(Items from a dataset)
↓
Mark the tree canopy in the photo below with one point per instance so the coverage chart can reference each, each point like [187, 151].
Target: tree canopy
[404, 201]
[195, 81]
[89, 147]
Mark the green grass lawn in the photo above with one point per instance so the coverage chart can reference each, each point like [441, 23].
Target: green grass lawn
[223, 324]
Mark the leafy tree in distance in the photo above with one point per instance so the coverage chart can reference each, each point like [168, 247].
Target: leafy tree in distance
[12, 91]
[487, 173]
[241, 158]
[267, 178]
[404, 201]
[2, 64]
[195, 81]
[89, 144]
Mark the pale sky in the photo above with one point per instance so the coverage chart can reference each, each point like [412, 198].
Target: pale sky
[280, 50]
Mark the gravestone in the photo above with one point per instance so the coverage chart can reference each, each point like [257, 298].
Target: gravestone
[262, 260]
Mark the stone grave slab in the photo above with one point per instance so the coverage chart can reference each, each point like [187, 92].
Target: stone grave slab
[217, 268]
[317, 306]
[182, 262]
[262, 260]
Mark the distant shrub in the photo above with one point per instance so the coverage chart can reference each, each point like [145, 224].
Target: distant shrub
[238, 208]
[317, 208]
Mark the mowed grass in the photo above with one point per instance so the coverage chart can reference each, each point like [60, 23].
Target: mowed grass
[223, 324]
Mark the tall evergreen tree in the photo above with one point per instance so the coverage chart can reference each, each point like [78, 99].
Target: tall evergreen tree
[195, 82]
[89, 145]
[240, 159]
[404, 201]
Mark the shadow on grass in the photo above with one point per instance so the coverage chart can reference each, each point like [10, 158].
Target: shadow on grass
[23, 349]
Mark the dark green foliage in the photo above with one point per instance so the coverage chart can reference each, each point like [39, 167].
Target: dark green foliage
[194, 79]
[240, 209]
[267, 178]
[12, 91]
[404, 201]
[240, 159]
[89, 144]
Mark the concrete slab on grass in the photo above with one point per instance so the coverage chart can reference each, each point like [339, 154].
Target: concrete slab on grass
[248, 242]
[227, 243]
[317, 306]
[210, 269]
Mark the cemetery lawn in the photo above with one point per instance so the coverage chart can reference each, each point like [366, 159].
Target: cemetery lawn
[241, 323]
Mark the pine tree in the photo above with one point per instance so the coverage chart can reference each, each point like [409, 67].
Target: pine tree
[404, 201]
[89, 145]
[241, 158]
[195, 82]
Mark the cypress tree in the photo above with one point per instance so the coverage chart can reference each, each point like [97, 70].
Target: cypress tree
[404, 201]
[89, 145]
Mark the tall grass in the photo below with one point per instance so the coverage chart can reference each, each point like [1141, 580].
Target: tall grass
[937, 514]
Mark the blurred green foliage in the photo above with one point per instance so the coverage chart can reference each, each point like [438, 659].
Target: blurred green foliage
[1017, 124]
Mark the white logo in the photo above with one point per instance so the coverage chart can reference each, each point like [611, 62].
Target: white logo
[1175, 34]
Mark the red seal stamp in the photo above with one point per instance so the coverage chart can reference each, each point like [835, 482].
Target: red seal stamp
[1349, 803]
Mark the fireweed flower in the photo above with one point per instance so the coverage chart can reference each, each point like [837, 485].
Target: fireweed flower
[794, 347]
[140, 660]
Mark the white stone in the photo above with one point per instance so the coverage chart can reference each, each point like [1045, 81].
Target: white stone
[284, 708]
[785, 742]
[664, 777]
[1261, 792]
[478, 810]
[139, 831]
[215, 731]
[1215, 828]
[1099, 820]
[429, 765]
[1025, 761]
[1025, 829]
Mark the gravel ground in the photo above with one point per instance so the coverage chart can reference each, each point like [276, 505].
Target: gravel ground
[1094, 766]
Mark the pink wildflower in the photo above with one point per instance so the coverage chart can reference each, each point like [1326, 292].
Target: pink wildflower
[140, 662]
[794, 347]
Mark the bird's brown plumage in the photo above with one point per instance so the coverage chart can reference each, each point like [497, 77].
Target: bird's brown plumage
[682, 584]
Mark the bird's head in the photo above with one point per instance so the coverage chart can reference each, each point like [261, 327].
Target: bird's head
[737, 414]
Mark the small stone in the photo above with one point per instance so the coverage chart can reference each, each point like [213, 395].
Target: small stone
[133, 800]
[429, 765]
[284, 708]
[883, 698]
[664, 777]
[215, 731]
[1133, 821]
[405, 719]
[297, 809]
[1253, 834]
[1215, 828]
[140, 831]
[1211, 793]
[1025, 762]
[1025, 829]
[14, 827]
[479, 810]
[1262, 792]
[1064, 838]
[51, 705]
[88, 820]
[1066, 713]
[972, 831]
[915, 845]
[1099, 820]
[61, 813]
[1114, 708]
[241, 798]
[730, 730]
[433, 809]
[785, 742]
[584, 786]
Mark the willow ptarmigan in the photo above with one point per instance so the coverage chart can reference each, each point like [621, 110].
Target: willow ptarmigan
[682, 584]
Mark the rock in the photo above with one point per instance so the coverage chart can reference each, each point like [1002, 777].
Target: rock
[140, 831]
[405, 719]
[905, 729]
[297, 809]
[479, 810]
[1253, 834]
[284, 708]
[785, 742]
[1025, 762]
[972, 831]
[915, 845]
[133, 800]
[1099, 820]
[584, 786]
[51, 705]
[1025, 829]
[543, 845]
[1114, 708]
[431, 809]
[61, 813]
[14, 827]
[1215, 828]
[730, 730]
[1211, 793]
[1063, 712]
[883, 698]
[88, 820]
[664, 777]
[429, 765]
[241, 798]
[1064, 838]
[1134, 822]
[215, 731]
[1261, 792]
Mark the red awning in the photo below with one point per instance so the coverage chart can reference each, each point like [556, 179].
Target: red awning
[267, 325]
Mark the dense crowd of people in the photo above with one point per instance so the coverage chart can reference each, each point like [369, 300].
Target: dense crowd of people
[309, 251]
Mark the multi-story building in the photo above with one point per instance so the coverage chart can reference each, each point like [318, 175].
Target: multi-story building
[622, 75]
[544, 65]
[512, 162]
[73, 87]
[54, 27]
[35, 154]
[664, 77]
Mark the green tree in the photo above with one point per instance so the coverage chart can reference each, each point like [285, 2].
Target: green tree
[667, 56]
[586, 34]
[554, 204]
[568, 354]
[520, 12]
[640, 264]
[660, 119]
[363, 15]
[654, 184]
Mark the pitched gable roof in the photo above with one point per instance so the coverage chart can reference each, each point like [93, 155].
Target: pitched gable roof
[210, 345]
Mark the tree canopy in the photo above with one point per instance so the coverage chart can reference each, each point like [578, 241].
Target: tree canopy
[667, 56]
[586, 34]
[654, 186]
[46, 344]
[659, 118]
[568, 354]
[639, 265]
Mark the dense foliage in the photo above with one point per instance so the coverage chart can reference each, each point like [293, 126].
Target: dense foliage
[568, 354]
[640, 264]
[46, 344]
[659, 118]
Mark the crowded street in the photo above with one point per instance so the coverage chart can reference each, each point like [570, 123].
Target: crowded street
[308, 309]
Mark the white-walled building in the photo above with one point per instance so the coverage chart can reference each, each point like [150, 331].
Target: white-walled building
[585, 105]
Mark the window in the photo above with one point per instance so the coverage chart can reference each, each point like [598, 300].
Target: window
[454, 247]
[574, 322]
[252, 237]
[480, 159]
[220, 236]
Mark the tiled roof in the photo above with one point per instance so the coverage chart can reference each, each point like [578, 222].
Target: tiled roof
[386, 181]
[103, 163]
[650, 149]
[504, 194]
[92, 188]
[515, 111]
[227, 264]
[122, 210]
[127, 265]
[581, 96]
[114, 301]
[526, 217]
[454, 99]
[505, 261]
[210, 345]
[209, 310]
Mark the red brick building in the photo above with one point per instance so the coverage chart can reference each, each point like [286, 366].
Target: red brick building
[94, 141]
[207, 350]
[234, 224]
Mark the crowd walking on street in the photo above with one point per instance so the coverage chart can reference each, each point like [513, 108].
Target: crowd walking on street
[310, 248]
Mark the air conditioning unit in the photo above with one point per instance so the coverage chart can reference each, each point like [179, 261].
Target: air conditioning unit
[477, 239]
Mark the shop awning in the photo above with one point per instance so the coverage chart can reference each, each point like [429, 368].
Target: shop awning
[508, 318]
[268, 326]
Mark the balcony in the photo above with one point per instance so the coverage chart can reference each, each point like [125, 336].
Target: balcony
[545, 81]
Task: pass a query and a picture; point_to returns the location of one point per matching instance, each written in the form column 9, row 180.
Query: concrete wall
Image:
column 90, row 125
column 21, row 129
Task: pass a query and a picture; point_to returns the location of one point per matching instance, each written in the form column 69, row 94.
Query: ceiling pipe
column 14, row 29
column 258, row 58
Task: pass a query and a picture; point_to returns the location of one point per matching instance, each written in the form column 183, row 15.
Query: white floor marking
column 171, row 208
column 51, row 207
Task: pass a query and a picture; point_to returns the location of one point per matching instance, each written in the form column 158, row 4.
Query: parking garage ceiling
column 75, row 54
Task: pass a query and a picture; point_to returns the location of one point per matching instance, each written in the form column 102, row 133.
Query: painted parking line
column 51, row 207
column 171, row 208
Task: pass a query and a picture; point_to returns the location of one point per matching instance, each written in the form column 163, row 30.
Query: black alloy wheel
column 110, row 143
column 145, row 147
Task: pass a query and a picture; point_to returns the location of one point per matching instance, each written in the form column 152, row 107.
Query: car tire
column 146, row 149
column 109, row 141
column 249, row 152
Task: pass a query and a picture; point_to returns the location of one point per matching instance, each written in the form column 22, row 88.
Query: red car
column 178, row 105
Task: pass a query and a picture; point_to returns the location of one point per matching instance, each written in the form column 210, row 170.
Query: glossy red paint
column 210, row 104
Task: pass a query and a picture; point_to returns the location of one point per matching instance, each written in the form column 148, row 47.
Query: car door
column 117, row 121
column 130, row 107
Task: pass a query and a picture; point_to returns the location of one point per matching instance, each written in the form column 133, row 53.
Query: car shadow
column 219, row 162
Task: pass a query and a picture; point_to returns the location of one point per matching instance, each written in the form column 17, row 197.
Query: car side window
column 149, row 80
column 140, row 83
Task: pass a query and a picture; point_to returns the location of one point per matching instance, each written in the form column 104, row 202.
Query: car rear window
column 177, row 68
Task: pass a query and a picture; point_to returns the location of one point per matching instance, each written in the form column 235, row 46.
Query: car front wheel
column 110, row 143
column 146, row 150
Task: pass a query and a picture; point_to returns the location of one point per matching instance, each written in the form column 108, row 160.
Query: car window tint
↑
What are the lines from the one with "Query: car front wheel" through the end of the records above? Set them down exactly, both ends included, and nothing else.

Query: car front wheel
column 110, row 143
column 146, row 150
Task: pass a query and a picture; point_to returns the location of one point per matching instance, each written in the form column 108, row 160.
Query: car window tint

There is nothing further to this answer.